HOMÉLIE DU PAPE JEAN PAUL II

25 février 2000

 

1. “D'Egypte j'ai appelé mon fils” (Mt 2, 15).

L'Evangile d'aujourd'hui nous rappelle la fuite de la Sainte Famille en Egypte, où elle est venue chercher refuge. “L'ange du Seigneur apparaît en songe à Joseph et lui dit : 'Lève-toi; prends l'enfant et sa mère, et fuis en Egypte. Reste là-bas jusqu'à ce que je t'avertisse, car Hérode va rechercher l'enfant pour le faire périr'” (Mt 2, 13). De cette façon, le Christ, “qui s’est fait homme afin de rendre l’homme capable de recevoir la divinité” (S. Athanase d’Alexandrie, Contre les Ariens, 2, 59), a aussi voulu refaire le parcours qui fut celui de l'appel divin, ce trajet que son peuple avait emprunté, pour que tous les membres du peuple deviennent fils dans le Fils. Joseph “se leva; dans la nuit, il prit l'enfant et sa mère, et se retira en Egypte, où il resta jusqu'à la mort d'Hérode. Ainsi s'accomplit ce que le Seigneur avait dit par le prophète : D'Égypte, j'ai appelé mon fils” (Mt 2, 14-15). La Providence conduisait Jésus sur les routes où, autrefois, les Israélites avaient cheminé pour aller vers la terre promise, sous le signe de l'agneau pascal, en célébrant la Pâque. Jésus, l’Agneau de Dieu, lui aussi fut appelé d'Egypte par le Père, pour accomplir à Jérusalem la Pâque de l’alliance nouvelle et irrévocable, la Pâque définitive, la Pâque qui donne au monde le salut.

2. “D'Egypte j'ai appelé mon fils”. Ainsi parle le Seigneur, qui a fait sortir son peuple de la condition de servitude (cf. Ex 20, 2) pour conclure avec lui au Mont Sinaï une alliance. La fête de la Pâque demeure pour toujours le souvenir de cette libération. Elle commémore cet événement, qui reste présent dans la mémoire du peuple de Dieu. Quand les Israélites partirent pour leur longue marche, sous la conduite de Moïse, ils ne pensaient pas que leur pérégrination à travers le désert jusqu'à la terre promise devrait durer quarante ans. Moïse lui-même, qui avait mené son peuple hors d'Egypte et l'avait guidé pendant tout ce temps, n'entra pas dans la terre promise. Avant de mourir, il l'a seulement contemplé du haut du mont Nébo, avant de transmettre la charge du peuple à son successeur Josué.

========================================

**CONSIGNE ÉCRITE 1**. D'après l'homélie, du haut de quel mont Moïse a-t-il contemplé la terre promise ?
L'homélie n'a aucun lien avec les entrées.

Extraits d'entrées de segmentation
========================================

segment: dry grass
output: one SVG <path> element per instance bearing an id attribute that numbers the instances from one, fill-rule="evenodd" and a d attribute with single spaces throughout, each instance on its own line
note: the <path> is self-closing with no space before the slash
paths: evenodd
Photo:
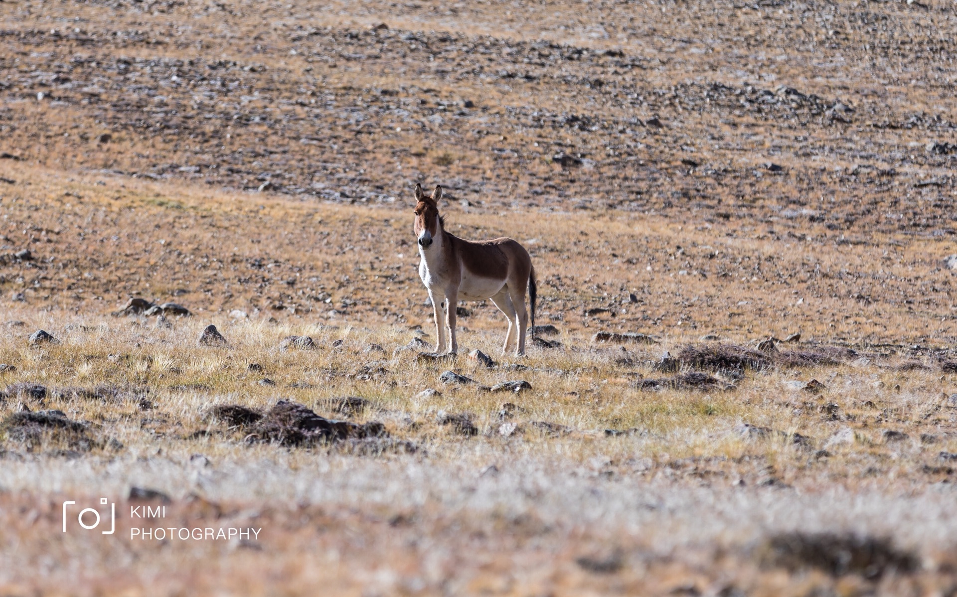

========================================

**CONSIGNE ÉCRITE 2**. Recopiez à l'identique les lignes de toutes les entrées de segmentation, en laissant les images de côté.

**BONNE RÉPONSE 1**. Du mont Nébo.

**BONNE RÉPONSE 2**.
segment: dry grass
output: one SVG <path> element per instance bearing an id attribute that numbers the instances from one, fill-rule="evenodd" and a d attribute with single spaces throughout, each instance on its own line
note: the <path> is self-closing with no space before the slash
paths: evenodd
Photo:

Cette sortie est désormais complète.